- _ASSIGNMENT_
Lines from the one containing "the white window" through the final line of the entries below: reproduce them exactly, all of them and only them.

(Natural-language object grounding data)
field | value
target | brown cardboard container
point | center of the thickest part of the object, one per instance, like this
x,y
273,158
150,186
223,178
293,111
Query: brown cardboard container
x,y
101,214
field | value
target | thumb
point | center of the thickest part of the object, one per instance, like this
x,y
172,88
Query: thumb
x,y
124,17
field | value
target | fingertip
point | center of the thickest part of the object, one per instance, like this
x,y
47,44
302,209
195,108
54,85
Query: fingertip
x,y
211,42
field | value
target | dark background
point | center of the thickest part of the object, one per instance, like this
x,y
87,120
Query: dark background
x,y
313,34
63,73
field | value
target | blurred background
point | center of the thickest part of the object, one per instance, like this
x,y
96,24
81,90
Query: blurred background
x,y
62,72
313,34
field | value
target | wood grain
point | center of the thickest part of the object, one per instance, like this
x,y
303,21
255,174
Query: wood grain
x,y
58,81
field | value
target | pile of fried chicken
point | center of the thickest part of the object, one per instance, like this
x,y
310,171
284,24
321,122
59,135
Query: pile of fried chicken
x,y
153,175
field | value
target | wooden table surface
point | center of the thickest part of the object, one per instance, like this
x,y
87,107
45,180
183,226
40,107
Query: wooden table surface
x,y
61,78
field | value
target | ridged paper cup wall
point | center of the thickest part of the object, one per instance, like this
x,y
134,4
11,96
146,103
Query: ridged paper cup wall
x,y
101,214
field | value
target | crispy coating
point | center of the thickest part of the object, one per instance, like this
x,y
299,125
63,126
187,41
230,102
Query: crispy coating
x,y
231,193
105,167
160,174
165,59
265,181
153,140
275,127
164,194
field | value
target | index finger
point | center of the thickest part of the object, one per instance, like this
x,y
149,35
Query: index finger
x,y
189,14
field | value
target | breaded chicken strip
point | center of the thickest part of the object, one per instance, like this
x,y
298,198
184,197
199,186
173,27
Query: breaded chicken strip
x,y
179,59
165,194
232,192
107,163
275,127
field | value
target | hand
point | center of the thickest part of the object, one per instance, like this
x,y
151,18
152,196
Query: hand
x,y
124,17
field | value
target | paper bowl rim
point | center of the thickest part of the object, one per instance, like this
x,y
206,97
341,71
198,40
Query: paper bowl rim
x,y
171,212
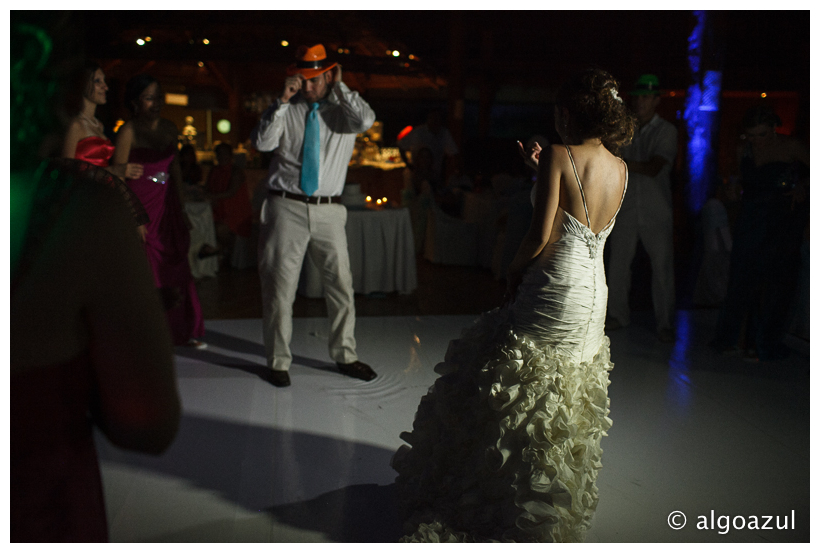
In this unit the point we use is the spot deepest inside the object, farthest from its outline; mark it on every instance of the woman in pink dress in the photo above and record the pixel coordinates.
(151, 141)
(86, 141)
(88, 343)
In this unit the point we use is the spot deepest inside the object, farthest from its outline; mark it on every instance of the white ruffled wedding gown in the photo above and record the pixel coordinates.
(506, 443)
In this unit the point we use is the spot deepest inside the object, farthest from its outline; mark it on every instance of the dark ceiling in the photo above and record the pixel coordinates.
(764, 50)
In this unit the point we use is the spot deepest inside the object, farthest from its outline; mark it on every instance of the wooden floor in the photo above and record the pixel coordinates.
(442, 290)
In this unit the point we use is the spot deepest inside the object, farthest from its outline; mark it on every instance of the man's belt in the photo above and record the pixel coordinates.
(316, 200)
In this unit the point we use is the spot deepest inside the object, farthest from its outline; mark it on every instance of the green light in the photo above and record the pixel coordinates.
(223, 126)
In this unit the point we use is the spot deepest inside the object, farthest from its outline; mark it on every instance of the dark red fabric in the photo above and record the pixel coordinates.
(55, 484)
(95, 150)
(167, 241)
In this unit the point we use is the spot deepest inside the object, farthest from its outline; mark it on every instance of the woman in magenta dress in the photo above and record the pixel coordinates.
(88, 343)
(86, 141)
(151, 141)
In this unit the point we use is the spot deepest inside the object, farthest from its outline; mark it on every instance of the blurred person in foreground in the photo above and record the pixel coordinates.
(89, 342)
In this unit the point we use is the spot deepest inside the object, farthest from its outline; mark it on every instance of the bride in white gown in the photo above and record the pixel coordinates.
(506, 443)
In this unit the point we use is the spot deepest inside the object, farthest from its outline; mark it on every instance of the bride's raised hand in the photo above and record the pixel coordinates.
(531, 157)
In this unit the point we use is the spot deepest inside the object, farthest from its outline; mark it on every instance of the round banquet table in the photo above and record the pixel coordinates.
(382, 254)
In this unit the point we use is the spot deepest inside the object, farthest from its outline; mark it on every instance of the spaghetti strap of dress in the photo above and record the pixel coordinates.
(581, 188)
(623, 195)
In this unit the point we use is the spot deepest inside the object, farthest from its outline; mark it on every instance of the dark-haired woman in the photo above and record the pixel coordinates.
(506, 444)
(86, 141)
(151, 141)
(765, 261)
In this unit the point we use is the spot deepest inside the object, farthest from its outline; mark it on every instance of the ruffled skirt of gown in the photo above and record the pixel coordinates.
(506, 443)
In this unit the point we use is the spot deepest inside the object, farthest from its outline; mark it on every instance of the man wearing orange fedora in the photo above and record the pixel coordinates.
(646, 214)
(311, 129)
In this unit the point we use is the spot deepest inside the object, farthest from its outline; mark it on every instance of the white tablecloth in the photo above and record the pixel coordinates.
(382, 254)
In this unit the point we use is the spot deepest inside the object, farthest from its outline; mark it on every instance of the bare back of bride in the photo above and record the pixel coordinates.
(505, 446)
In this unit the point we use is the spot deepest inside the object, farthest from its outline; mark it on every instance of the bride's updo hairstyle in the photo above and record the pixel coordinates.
(596, 110)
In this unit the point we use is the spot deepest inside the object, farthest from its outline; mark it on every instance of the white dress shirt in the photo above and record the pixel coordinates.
(648, 199)
(342, 115)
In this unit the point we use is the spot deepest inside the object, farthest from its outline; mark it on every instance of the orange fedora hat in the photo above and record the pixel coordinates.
(310, 62)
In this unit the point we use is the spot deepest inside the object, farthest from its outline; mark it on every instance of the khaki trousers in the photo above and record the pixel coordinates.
(657, 241)
(288, 230)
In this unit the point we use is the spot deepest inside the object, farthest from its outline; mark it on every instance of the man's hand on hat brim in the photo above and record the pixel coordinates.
(293, 84)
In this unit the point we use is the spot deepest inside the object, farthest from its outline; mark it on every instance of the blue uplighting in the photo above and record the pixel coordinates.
(701, 111)
(679, 387)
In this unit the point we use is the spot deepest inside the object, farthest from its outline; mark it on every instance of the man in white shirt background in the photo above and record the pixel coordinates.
(646, 214)
(311, 129)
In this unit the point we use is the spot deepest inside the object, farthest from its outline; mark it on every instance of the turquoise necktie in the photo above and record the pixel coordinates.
(309, 181)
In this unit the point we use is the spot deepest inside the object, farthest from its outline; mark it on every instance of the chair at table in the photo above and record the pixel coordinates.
(450, 241)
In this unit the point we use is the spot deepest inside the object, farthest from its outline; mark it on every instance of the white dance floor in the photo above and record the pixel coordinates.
(694, 432)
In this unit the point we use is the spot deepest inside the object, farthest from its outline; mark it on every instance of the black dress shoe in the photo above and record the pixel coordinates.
(280, 379)
(357, 369)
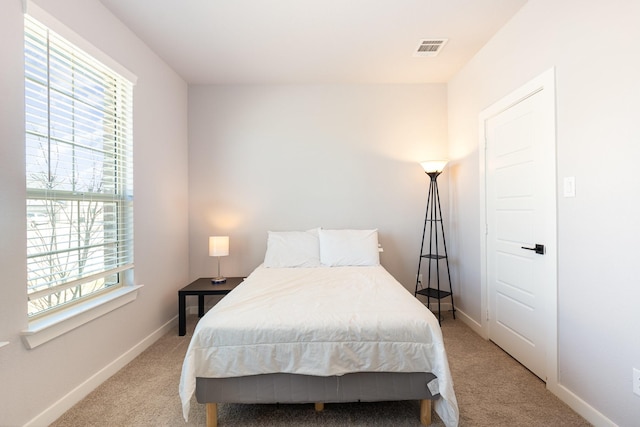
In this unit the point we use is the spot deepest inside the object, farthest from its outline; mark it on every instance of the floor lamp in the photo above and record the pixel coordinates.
(436, 249)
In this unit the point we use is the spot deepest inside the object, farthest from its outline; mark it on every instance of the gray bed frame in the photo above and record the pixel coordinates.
(295, 388)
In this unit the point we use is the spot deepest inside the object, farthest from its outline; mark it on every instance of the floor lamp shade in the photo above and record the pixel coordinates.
(218, 246)
(433, 166)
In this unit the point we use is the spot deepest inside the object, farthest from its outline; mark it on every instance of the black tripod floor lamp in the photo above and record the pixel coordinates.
(433, 249)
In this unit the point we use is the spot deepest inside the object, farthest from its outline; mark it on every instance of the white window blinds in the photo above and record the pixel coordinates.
(79, 172)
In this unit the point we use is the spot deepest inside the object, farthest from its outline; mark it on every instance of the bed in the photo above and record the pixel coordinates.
(336, 329)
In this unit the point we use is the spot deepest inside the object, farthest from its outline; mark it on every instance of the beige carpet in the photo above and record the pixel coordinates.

- _EXERCISE OUTPUT_
In this unit the point we use is the spot deepest inside the object, farthest from its outline; mark it on every instance of the white window blinds in the photo above and record the pixel coordinates.
(79, 172)
In this unit the point we use is the spot deepest inside the object, farthest from its outline; mark it on every instance of the bed in the photo above and record the pixel coordinates.
(336, 329)
In this unit the point we use is the spot deepest inside the object, farthest from its outline; mark it on every instance of the beige carpet in the photo above and record the pixel coordinates.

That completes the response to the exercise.